▶ WHAT IS NEEDED: Edit the items between the lines holding "find white advertising" and "Query: spectator in stands", inclusive, replacing "red jersey" with "blue jersey" and leaving everything else unchanged. Return only those lines.

▶ WORKING DATA:
--------

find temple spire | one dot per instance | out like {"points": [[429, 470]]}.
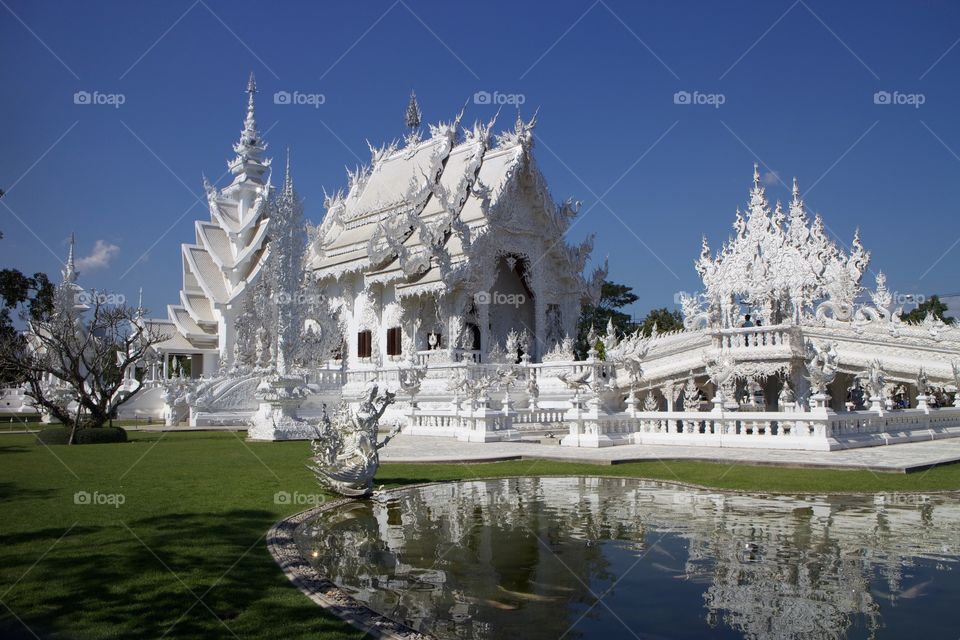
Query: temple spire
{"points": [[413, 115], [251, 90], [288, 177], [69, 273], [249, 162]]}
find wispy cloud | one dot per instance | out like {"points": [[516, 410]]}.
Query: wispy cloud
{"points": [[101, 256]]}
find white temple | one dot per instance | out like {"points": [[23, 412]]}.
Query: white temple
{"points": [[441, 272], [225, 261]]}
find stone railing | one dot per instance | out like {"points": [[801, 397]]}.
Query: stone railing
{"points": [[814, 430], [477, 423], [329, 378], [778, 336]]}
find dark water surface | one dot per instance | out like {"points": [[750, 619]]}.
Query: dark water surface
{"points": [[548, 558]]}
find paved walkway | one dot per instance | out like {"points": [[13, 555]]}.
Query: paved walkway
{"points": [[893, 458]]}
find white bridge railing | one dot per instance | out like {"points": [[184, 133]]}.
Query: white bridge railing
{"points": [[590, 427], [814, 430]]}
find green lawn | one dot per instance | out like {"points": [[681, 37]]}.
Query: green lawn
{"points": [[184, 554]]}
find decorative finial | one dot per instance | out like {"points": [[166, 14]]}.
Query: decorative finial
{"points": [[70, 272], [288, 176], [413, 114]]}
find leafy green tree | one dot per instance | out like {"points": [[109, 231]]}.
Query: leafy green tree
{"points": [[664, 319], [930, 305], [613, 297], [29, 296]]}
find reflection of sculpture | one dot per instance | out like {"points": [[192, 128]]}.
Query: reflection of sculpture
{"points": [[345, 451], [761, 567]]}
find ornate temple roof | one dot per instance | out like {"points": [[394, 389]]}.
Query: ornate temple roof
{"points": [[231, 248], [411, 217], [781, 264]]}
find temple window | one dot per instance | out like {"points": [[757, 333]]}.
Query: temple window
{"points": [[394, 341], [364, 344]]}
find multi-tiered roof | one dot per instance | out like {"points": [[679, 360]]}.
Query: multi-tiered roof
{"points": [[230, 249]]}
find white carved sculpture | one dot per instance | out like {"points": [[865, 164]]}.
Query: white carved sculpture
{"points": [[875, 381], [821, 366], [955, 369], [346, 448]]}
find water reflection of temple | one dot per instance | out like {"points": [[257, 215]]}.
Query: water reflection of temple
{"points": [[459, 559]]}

--------

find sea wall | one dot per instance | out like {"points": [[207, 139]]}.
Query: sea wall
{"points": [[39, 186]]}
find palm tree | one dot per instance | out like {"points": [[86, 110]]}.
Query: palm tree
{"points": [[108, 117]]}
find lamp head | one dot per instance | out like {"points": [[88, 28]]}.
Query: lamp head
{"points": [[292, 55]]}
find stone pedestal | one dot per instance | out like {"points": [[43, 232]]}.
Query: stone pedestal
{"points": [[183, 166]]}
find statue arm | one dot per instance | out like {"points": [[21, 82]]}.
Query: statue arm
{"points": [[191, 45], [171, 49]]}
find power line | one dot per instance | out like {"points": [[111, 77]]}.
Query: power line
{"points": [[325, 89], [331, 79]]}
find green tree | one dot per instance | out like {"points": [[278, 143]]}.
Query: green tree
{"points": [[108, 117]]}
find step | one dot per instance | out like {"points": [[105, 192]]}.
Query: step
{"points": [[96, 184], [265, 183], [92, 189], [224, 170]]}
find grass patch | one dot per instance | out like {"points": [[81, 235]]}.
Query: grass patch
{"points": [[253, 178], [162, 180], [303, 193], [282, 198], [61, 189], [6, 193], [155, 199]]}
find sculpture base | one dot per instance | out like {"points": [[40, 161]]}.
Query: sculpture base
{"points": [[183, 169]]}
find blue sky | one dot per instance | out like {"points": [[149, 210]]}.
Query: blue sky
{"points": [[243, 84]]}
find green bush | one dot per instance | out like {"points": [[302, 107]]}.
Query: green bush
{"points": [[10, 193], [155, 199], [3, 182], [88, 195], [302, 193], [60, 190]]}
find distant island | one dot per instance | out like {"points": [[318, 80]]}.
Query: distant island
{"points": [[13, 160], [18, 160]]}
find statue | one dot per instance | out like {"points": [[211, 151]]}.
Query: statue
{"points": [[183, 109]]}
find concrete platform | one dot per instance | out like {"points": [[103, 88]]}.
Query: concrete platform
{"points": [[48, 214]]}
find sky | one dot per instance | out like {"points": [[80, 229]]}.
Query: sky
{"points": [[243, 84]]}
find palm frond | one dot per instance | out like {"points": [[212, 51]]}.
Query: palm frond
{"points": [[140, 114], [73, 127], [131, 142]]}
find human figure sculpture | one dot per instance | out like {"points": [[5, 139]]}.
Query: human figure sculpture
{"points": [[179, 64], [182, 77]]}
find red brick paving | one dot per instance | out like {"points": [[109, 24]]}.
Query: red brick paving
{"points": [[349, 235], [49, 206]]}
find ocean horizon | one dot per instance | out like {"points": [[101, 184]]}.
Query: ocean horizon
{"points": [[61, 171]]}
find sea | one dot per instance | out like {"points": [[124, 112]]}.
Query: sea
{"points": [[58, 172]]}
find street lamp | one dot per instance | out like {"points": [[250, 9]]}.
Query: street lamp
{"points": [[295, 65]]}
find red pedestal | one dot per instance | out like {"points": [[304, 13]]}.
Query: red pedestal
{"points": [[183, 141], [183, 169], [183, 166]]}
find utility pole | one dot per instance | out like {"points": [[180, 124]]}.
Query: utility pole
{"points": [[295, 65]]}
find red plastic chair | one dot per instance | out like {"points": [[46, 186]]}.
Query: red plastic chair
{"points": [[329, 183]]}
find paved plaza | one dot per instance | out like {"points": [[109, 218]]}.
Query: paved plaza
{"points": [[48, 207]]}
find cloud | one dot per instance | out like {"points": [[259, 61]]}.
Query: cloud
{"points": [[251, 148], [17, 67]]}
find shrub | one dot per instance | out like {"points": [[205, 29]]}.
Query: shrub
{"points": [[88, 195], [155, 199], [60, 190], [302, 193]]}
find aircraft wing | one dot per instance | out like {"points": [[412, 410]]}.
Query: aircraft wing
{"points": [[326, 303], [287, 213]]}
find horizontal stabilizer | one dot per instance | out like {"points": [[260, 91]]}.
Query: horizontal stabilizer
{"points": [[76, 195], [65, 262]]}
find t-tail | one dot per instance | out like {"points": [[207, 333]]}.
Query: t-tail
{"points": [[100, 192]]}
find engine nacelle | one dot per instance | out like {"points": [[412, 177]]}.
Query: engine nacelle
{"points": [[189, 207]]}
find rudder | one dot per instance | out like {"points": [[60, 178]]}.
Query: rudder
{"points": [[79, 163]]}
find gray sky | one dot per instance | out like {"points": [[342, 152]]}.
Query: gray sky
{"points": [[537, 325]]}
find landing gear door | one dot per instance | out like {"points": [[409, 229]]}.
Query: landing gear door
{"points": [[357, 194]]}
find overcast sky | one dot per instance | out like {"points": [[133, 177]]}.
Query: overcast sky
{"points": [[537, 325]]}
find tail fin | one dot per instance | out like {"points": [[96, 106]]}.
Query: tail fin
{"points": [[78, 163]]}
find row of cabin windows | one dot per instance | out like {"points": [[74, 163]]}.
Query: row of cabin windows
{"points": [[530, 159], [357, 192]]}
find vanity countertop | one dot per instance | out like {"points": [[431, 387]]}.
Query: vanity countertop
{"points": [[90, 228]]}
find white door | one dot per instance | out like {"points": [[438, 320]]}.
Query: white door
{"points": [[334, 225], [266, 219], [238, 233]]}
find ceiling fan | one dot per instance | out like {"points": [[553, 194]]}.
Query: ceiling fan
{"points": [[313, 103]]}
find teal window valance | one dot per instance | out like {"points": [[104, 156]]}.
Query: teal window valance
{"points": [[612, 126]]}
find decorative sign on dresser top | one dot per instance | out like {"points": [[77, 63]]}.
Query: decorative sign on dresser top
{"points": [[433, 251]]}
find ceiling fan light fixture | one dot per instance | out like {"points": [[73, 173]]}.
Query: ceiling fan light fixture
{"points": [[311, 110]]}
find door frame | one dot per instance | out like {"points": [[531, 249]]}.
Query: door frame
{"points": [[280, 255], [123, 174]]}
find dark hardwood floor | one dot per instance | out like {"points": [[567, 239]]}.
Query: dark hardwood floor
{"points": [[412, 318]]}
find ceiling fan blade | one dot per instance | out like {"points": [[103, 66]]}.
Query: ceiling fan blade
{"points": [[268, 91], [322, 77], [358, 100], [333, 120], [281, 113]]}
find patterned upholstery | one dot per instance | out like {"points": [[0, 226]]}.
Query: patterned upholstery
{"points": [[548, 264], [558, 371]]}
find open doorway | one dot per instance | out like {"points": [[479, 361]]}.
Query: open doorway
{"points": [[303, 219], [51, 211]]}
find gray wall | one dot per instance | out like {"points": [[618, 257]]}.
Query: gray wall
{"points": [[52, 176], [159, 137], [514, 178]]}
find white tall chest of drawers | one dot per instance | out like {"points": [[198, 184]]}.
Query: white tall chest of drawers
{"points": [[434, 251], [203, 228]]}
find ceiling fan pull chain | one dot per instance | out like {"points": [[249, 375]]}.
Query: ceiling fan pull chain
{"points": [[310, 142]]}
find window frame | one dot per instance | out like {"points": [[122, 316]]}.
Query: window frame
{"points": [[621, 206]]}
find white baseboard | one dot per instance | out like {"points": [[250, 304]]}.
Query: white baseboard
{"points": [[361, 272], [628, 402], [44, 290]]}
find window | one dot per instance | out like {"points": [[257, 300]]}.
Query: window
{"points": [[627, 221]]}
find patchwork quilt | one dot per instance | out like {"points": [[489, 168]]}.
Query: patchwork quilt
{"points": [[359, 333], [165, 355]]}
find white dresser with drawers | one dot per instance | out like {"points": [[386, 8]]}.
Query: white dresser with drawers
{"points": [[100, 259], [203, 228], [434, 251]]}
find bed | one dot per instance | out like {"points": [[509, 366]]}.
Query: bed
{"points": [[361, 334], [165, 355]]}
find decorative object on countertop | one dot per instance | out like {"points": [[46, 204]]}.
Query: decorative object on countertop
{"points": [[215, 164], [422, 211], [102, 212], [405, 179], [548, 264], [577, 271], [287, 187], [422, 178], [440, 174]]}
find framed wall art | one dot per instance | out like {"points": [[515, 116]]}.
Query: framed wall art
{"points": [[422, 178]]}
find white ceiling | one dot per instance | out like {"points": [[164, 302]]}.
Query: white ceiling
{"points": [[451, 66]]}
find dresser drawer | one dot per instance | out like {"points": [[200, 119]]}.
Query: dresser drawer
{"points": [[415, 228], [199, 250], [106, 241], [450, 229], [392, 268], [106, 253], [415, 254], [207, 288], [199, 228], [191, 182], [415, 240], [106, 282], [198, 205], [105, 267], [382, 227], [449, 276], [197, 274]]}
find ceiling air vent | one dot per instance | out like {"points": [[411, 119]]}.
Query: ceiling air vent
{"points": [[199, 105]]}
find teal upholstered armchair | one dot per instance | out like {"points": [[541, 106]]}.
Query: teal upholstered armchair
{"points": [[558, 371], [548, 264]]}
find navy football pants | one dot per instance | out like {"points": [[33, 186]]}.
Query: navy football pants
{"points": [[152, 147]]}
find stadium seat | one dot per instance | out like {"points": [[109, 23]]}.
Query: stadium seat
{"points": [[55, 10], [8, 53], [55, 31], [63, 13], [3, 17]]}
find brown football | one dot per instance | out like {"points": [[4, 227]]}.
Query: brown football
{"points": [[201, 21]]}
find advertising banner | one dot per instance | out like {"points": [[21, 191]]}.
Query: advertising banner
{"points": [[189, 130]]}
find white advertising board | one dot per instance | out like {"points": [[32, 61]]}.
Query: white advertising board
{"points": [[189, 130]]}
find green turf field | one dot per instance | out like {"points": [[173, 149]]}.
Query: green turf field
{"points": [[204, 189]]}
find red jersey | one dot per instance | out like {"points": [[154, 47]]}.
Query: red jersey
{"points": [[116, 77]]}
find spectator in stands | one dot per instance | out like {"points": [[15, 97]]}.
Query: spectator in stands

--------

▶ CORRECT ANSWER:
find white advertising board | one dot per instance | out like {"points": [[32, 61]]}.
Query: white advertising board
{"points": [[189, 130]]}
find green turf field | one dot per instance | out like {"points": [[173, 149]]}.
Query: green turf field
{"points": [[204, 189]]}
find blue jersey | one dot per instance | out like {"points": [[154, 47]]}.
Query: blue jersey
{"points": [[116, 77]]}
find spectator in stands | one dot per instance | out like {"points": [[15, 97]]}.
Query: spectator in stands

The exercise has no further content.